Extract:

Scanning a file

Sat Oct 29 18:55:32 EDT 2005

Steven D'Aprano wrote:
> On Fri, 28 Oct 2005 06:22:11 -0700, pinkfloydhomer at gmail.com wrote:
> 
>>Which is quite fast. The only problems is that the file might be huge.
> 
> What *you* call huge and what *Python* calls huge may be very different
> indeed. What are you calling huge?
> 

I'm not saying that it is too big for Python. I am saying that it is too 
big for the systems it is going to run on. These files can be 22 MB or 5 
GB or ..., depending on the situation. It might not be okay to run a 
tool that claims that much memory, even if it is available.

> 
>>I really have no need for reading the entire file into a string as I am
>>doing here. All I want is to count occurences this substring. Can I
>>somehow count occurences in a file without reading it into a string
>>first?
> 
> Magic?
> 

That would be nice :)

But you misunderstand me...

> You have to read the file into memory at some stage, otherwise how can you
> see what value the bytes are? 

I haven't said that I would like to scan the file without reading it. I 
am just saying that the .count() functionality implemented into strings 
could just as well be applied to some abstraction such as a stream (I 
come from C++). In C++, the count() functionality would be separated as 
much as possible from any concrete datatype (such as a string), 
precisely because it is a concept that is applicable at a more abstract 
level. I should be able to say "count the substring occurences of this 
stream" or "using this iterator" or something to that effect. If I could say

print file("filename", "rb").count("\x00\x00\x01\x00")

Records
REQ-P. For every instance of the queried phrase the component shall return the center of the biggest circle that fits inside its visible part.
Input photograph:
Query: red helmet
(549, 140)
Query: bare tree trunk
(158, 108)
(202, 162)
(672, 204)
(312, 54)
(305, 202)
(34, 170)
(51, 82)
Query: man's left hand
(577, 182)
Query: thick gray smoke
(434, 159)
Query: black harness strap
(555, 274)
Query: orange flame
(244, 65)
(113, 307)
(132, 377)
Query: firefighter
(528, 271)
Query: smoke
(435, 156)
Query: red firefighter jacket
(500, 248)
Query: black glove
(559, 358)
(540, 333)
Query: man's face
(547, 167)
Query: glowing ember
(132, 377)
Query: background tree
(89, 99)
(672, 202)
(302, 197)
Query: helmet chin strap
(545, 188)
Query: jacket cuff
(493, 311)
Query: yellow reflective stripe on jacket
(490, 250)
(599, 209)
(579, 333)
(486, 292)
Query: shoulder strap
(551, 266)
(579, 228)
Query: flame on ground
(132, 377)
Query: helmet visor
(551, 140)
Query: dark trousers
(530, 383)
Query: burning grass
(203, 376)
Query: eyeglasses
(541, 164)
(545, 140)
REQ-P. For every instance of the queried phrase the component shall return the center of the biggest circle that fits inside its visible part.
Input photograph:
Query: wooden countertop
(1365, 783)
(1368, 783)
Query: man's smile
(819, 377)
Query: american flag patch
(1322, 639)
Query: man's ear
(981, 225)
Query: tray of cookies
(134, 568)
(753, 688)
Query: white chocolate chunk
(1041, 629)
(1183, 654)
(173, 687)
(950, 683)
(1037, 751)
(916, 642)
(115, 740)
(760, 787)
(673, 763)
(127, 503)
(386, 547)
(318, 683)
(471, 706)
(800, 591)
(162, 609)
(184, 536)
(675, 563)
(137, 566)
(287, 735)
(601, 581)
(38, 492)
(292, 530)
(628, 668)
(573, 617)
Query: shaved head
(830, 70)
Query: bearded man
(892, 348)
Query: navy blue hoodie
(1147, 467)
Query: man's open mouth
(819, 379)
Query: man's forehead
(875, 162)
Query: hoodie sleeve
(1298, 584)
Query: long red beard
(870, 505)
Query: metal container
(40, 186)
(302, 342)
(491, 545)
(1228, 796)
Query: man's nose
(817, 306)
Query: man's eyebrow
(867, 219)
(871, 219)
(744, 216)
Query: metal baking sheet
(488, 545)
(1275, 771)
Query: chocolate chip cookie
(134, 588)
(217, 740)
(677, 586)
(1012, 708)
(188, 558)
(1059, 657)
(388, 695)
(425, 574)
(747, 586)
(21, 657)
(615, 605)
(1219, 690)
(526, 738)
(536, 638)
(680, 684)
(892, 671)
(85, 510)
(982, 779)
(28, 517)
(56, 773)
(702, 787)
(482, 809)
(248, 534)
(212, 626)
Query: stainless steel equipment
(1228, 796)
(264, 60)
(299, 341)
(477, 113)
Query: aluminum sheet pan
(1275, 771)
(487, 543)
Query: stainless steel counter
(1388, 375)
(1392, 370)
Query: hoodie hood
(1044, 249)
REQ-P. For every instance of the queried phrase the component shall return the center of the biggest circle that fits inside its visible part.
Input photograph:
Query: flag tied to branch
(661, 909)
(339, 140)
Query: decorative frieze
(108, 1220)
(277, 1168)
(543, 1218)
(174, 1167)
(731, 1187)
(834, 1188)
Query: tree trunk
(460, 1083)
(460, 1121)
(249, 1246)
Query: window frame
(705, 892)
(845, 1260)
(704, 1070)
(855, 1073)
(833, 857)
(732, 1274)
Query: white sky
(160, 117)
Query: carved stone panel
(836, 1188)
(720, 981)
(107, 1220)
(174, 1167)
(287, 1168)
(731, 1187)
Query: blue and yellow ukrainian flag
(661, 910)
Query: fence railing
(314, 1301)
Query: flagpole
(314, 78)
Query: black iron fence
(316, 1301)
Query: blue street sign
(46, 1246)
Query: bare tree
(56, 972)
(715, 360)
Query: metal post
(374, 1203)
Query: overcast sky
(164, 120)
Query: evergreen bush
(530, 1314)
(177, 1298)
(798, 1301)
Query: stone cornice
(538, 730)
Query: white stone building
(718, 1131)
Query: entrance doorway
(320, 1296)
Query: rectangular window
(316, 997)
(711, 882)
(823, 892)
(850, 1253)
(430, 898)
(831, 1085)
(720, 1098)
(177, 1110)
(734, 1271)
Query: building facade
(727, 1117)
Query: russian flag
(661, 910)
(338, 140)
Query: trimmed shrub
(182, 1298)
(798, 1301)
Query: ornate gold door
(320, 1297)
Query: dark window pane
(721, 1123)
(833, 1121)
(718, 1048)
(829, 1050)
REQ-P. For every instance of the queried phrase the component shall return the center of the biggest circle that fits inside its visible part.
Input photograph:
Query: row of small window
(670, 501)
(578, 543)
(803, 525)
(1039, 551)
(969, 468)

Written instruction:
Please copy the whole post on scanning a file word for word.

Answer:
Scanning a file

Sat Oct 29 18:55:32 EDT 2005

Steven D'Aprano wrote:
> On Fri, 28 Oct 2005 06:22:11 -0700, pinkfloydhomer at gmail.com wrote:
> 
>>Which is quite fast. The only problems is that the file might be huge.
> 
> What *you* call huge and what *Python* calls huge may be very different
> indeed. What are you calling huge?
> 

I'm not saying that it is too big for Python. I am saying that it is too 
big for the systems it is going to run on. These files can be 22 MB or 5 
GB or ..., depending on the situation. It might not be okay to run a 
tool that claims that much memory, even if it is available.

> 
>>I really have no need for reading the entire file into a string as I am
>>doing here. All I want is to count occurences this substring. Can I
>>somehow count occurences in a file without reading it into a string
>>first?
> 
> Magic?
> 

That would be nice :)

But you misunderstand me...

> You have to read the file into memory at some stage, otherwise how can you
> see what value the bytes are? 

I haven't said that I would like to scan the file without reading it. I 
am just saying that the .count() functionality implemented into strings 
could just as well be applied to some abstraction such as a stream (I 
come from C++). In C++, the count() functionality would be separated as 
much as possible from any concrete datatype (such as a string), 
precisely because it is a concept that is applicable at a more abstract 
level. I should be able to say "count the substring occurences of this 
stream" or "using this iterator" or something to that effect. If I could say

print file("filename", "rb").count("\x00\x00\x01\x00")